++++ PROVIDED MATERIAL ++++

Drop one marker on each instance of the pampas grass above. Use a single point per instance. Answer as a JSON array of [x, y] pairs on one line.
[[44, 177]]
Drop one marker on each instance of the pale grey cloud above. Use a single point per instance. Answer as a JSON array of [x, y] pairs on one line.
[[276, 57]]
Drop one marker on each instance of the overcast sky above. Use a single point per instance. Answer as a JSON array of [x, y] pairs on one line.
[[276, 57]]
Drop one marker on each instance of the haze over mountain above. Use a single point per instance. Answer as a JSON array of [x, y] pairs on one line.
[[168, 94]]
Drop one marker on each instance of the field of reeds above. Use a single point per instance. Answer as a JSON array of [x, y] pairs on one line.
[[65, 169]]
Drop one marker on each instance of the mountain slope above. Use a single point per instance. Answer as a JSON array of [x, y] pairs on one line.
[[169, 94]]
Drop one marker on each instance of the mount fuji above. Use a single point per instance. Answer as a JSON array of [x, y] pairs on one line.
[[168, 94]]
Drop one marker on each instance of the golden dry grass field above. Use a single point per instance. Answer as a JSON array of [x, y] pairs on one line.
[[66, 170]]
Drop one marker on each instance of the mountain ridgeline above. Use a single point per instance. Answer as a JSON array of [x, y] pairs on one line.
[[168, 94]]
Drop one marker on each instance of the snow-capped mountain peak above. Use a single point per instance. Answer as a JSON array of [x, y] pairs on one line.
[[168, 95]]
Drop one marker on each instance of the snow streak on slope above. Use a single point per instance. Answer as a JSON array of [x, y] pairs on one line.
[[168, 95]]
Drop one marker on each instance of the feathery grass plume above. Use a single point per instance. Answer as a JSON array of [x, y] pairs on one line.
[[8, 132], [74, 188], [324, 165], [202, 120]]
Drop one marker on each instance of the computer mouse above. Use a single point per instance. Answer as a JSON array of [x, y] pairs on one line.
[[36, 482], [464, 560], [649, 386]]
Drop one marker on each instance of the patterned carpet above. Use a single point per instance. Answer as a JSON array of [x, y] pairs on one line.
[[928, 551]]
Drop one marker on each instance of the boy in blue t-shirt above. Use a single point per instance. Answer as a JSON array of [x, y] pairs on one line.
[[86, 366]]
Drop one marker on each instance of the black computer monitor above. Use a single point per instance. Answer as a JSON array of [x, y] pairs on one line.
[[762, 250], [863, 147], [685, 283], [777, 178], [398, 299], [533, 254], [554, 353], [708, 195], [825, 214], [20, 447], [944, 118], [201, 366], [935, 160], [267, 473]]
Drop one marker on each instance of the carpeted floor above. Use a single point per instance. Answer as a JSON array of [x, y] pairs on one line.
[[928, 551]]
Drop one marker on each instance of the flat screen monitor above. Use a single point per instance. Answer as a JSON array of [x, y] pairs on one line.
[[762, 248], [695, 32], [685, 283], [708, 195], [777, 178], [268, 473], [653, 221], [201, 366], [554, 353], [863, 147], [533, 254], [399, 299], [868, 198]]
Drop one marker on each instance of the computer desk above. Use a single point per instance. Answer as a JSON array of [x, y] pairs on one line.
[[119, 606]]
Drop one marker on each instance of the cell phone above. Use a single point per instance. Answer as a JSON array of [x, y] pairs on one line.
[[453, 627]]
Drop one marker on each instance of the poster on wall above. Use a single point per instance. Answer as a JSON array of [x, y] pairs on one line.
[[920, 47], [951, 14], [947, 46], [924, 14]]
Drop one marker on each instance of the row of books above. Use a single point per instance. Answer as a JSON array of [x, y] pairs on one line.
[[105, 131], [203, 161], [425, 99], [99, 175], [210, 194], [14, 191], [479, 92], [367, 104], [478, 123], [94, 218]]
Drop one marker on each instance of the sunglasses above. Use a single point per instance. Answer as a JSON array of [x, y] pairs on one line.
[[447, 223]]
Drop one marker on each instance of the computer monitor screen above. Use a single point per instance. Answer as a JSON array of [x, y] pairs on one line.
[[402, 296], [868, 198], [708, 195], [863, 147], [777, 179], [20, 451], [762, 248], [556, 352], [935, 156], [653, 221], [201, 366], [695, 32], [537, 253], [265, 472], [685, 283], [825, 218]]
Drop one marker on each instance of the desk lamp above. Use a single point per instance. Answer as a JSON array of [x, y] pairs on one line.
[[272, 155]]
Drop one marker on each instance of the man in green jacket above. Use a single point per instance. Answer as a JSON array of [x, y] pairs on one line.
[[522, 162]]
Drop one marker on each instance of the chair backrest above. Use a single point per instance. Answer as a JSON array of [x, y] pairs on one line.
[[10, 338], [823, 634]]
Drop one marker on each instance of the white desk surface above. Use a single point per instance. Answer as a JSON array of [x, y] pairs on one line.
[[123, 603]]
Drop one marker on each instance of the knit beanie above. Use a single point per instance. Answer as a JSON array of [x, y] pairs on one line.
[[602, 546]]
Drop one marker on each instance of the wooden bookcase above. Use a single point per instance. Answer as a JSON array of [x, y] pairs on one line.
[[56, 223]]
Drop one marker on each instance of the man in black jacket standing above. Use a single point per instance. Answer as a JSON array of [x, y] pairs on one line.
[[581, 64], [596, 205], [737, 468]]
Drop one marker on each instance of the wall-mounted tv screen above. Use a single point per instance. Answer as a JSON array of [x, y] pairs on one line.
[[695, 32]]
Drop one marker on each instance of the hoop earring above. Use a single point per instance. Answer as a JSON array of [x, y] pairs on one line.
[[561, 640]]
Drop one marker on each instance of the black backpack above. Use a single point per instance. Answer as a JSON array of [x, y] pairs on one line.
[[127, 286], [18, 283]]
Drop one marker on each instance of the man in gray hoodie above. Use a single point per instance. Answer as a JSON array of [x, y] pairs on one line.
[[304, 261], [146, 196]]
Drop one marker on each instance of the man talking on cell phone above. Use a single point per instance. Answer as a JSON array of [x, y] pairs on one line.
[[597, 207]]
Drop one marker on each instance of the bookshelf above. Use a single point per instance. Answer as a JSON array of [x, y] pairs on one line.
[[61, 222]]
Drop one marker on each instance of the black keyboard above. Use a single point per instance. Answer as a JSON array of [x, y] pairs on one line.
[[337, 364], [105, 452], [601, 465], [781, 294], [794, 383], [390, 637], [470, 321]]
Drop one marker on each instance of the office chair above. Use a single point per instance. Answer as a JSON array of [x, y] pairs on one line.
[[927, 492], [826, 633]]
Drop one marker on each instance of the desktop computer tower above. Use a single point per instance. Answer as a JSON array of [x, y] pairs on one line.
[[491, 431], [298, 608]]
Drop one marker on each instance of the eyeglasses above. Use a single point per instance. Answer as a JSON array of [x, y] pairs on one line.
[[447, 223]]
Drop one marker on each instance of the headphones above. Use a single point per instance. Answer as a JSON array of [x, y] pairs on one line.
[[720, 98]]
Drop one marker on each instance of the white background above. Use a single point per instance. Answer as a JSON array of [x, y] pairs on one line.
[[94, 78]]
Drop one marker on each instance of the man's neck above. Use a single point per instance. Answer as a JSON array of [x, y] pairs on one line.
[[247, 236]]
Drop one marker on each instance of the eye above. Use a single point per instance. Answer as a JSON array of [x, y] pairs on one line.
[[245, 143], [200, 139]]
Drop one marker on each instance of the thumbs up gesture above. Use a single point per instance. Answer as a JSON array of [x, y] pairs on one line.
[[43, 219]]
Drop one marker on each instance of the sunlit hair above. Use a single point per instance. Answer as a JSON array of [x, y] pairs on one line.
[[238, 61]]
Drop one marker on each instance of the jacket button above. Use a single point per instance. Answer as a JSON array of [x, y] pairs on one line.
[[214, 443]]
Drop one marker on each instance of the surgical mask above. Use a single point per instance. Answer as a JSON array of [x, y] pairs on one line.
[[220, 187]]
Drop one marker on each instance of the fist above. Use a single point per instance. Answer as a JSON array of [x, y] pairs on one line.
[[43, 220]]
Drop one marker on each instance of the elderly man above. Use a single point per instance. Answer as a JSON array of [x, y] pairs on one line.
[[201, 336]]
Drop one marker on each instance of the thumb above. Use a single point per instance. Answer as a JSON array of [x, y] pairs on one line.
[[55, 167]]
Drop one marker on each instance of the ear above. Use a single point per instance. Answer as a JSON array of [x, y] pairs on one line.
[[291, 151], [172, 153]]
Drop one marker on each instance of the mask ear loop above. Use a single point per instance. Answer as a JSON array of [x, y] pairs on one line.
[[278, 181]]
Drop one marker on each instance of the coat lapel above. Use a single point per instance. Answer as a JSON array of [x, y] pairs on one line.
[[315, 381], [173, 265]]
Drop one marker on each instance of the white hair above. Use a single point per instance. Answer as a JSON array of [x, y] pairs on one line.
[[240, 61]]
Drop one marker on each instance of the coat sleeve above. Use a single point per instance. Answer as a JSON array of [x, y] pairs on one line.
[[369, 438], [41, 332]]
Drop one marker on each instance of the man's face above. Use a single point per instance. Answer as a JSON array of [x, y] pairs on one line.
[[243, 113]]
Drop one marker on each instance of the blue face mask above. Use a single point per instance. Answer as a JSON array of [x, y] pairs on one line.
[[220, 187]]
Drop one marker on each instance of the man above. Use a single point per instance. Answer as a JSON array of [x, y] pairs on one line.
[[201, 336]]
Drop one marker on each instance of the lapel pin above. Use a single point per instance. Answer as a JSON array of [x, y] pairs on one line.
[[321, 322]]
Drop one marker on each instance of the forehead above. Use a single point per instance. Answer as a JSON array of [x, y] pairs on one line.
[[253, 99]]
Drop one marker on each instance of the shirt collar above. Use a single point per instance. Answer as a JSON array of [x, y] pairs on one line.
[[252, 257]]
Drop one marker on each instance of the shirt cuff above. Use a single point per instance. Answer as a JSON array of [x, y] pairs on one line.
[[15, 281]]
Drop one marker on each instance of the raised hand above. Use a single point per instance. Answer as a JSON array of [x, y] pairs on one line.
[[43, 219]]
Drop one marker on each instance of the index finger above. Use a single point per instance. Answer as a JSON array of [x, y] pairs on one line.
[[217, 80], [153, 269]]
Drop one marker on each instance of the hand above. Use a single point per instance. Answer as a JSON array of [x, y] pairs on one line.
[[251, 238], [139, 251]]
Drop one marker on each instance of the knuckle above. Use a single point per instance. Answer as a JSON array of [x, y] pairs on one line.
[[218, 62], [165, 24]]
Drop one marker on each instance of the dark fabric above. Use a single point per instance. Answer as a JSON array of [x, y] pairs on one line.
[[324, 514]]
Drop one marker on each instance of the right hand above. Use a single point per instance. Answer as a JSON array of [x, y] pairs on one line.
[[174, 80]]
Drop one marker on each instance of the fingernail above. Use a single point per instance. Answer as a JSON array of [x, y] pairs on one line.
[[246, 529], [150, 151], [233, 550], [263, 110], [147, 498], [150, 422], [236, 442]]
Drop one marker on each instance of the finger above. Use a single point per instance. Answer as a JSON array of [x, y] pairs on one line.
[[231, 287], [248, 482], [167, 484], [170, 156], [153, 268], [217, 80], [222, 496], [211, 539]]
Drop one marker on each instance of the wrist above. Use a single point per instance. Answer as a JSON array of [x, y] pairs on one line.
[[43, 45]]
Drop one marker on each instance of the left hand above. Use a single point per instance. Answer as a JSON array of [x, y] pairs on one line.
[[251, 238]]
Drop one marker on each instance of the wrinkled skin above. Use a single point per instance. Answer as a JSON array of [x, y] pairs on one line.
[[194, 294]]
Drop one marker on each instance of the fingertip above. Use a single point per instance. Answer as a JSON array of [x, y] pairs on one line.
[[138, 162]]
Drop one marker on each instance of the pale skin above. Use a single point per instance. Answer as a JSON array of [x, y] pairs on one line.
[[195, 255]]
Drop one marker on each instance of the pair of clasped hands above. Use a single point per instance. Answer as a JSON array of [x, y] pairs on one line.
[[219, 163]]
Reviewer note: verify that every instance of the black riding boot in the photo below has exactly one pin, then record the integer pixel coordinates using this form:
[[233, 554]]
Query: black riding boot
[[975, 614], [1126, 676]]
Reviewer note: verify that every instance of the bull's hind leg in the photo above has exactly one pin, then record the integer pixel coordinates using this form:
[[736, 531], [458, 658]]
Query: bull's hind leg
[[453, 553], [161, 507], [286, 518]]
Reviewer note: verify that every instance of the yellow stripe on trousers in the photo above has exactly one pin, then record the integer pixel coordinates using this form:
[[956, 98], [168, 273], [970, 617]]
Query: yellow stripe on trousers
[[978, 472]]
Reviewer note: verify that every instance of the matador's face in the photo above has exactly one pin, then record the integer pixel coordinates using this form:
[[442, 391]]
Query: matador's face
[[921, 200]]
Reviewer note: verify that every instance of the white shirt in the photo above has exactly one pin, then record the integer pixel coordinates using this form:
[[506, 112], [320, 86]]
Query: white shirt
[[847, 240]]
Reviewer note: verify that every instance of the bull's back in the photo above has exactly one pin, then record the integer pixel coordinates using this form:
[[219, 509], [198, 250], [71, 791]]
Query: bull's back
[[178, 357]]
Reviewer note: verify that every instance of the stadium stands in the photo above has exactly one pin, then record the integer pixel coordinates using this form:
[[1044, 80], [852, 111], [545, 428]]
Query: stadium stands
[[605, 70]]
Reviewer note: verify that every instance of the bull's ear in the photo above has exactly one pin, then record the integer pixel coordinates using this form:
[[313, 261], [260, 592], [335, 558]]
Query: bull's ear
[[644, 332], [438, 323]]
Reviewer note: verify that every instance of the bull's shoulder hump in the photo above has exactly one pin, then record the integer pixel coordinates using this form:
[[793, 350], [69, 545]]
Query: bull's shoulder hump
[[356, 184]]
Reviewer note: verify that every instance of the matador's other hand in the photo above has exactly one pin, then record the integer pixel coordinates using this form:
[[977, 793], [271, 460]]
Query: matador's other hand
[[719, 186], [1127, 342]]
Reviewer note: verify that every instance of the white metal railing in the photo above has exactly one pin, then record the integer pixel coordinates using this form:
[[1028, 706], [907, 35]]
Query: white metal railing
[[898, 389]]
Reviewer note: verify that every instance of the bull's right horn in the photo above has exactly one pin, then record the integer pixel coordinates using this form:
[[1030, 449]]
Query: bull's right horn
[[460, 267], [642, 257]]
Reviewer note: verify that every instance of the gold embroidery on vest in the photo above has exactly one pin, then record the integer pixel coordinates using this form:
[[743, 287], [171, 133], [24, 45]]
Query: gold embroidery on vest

++++

EXERCISE REQUIREMENTS: Render the lines of the records from the one containing "Drop one marker on each instance of the office" through the one containing "[[491, 431], [298, 608]]" as a JSON list of strings, with one string per line and blank lines left out.

FINISHED ANSWER:
[
  "Drop one marker on each instance of the office chair above. Use a single point per instance. Answer as a JSON array of [x, y] pairs on one line.",
  "[[927, 492], [826, 633]]",
  "Drop one marker on each instance of the desktop computer tower above. Use a single point per instance. Answer as a JSON array of [x, y] pairs on one line.",
  "[[491, 431], [298, 608]]"
]